- _STATED EXERCISE_
Pull out each line in the records below that contains the string "sidewalk" and copy it whole. Only an exact match of upper and lower case counts.
..........
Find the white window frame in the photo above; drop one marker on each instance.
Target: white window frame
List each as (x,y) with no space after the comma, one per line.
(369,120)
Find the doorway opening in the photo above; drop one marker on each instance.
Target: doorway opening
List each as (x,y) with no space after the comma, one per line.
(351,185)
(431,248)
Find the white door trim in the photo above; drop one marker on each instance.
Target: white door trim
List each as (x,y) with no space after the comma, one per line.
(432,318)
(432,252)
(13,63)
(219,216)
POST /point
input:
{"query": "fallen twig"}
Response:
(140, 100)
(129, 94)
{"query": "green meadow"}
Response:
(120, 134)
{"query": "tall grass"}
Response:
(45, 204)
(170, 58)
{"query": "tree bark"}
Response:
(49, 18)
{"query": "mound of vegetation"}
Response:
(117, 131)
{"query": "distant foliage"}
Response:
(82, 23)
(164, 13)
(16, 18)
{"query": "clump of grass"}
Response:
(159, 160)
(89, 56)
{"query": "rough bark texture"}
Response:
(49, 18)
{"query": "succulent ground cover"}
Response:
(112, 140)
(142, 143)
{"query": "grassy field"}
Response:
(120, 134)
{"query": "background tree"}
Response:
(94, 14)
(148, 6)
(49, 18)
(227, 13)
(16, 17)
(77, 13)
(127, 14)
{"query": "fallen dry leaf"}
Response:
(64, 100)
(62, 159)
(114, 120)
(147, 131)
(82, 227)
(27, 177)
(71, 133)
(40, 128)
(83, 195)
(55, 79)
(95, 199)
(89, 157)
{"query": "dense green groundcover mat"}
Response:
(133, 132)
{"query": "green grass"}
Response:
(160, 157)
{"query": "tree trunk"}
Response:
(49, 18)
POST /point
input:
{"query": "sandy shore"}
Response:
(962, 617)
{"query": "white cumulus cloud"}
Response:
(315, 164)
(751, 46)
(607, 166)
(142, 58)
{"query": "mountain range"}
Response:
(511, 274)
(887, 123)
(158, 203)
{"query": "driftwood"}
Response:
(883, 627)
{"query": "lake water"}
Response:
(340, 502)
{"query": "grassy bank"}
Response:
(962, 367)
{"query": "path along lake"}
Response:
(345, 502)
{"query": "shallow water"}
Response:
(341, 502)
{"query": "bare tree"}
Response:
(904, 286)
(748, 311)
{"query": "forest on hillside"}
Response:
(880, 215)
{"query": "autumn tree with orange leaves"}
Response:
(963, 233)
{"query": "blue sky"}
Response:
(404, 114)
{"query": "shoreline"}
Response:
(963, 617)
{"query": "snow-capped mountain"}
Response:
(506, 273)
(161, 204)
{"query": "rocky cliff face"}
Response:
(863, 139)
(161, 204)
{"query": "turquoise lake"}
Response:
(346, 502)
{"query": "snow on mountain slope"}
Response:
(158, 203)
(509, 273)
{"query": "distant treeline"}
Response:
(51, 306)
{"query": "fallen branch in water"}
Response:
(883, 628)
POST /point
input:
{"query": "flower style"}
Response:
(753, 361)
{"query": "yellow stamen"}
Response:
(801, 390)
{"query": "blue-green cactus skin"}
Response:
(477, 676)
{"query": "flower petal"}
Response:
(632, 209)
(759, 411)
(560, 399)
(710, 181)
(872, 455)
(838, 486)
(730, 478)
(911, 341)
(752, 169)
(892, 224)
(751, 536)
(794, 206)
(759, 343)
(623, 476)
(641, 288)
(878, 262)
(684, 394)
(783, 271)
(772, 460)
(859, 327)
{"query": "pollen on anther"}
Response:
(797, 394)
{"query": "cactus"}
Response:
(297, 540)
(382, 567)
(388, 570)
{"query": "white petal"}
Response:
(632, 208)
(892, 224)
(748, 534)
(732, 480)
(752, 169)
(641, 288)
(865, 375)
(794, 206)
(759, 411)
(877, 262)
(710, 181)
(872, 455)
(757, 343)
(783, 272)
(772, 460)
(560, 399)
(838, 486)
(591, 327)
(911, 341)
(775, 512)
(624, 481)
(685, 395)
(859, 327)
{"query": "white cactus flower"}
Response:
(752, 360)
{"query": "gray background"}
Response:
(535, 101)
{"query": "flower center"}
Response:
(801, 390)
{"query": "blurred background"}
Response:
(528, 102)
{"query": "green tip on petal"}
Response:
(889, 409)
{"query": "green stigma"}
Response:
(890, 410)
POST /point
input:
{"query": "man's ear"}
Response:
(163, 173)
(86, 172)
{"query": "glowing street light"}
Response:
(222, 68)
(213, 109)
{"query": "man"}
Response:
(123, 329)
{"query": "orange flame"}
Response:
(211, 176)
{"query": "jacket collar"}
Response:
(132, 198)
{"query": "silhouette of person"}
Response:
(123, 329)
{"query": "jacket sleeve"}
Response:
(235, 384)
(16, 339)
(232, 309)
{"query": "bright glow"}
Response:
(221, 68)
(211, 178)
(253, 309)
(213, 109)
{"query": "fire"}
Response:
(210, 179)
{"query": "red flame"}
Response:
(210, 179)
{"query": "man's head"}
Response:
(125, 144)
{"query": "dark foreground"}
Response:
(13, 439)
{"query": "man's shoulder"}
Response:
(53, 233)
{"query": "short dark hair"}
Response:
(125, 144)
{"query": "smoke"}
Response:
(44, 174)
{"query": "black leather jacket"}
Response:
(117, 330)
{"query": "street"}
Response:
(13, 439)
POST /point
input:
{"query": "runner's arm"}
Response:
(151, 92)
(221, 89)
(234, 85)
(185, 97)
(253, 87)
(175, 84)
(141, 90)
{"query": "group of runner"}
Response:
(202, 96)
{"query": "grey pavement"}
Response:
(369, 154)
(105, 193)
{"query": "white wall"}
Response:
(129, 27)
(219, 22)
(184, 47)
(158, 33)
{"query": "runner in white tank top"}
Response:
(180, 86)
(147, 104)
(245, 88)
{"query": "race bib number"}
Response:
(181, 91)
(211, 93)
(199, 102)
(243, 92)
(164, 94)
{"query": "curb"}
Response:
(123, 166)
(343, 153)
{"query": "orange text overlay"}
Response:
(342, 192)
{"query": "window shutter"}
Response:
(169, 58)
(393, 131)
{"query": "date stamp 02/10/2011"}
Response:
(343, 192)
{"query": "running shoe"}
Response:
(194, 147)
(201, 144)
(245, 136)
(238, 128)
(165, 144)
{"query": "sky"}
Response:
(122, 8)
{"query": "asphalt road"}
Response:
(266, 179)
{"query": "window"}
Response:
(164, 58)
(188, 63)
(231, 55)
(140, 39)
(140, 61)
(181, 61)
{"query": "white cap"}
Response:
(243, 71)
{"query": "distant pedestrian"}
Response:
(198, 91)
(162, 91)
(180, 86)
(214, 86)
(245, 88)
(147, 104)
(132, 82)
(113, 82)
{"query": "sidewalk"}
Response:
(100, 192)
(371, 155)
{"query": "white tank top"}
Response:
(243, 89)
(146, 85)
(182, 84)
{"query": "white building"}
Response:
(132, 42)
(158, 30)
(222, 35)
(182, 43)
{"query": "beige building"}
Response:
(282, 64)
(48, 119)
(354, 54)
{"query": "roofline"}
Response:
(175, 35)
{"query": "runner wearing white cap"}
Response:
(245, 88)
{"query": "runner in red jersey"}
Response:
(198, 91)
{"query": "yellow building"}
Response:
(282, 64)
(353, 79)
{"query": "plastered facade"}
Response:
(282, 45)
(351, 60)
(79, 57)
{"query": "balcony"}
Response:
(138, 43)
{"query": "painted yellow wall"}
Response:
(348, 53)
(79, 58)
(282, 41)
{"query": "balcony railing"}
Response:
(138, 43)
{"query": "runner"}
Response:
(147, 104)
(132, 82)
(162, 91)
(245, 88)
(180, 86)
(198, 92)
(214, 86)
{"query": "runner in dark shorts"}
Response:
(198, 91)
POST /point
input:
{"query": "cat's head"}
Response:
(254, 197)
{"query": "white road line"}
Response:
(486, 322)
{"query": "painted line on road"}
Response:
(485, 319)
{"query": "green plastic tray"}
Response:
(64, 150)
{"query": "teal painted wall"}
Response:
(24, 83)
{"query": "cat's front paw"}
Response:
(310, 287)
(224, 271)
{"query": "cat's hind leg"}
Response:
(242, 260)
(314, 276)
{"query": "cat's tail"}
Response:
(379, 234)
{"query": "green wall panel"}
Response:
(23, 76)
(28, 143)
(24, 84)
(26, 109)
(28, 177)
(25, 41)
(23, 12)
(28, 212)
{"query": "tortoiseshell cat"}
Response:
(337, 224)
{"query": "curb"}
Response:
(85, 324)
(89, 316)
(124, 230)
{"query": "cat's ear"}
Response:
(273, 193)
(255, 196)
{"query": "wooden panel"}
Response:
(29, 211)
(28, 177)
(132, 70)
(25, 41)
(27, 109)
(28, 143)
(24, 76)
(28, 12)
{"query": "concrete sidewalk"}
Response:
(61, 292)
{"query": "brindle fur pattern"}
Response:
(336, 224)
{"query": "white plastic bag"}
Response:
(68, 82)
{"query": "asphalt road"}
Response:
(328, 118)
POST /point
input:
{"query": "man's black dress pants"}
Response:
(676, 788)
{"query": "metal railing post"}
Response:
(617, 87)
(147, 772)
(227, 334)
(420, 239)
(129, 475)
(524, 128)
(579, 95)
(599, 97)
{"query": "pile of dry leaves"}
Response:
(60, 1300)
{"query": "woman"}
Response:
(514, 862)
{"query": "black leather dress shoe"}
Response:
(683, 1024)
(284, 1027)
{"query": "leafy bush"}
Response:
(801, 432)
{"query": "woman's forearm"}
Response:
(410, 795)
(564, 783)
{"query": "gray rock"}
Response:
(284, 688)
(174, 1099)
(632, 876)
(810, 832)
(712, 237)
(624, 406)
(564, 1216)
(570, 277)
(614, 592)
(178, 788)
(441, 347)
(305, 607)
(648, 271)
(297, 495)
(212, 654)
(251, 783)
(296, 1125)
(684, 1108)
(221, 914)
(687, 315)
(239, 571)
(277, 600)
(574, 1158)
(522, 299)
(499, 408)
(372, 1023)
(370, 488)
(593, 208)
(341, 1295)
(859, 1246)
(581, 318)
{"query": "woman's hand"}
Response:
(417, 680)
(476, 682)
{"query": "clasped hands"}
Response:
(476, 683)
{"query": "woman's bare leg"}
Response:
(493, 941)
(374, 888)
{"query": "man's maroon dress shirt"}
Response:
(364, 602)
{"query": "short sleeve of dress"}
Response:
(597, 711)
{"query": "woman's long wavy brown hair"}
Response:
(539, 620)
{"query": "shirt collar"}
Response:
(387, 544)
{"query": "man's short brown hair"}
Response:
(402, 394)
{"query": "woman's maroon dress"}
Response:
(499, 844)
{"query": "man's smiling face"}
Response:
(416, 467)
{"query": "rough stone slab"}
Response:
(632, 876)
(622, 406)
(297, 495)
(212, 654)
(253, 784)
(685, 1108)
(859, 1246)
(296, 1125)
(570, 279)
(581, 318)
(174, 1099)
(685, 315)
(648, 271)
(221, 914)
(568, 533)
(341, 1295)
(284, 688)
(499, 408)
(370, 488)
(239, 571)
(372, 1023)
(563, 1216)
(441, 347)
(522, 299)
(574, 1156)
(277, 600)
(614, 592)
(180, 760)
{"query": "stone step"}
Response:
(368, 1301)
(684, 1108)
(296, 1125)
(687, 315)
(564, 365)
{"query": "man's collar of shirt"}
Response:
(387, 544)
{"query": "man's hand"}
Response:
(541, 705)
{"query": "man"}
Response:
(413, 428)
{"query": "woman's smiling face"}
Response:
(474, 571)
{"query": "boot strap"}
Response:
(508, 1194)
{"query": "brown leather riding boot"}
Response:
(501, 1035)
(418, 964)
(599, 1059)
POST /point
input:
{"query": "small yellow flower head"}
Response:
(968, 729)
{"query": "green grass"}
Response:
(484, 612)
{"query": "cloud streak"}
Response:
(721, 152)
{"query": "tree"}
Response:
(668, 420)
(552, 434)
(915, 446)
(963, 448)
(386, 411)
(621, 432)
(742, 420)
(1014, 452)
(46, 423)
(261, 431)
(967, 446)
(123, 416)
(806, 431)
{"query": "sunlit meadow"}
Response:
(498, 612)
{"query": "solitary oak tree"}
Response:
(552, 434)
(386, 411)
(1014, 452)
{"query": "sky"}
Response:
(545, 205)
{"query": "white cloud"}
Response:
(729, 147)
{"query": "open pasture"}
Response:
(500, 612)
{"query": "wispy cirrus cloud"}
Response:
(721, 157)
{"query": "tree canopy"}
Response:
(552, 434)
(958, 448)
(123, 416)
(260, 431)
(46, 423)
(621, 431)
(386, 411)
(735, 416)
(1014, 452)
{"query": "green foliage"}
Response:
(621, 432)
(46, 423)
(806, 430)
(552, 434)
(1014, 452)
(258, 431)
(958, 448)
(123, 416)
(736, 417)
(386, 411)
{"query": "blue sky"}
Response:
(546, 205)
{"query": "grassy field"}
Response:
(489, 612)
..........
- _WRITTEN SOLUTION_
{"query": "sidewalk"}
{"query": "concrete sidewalk"}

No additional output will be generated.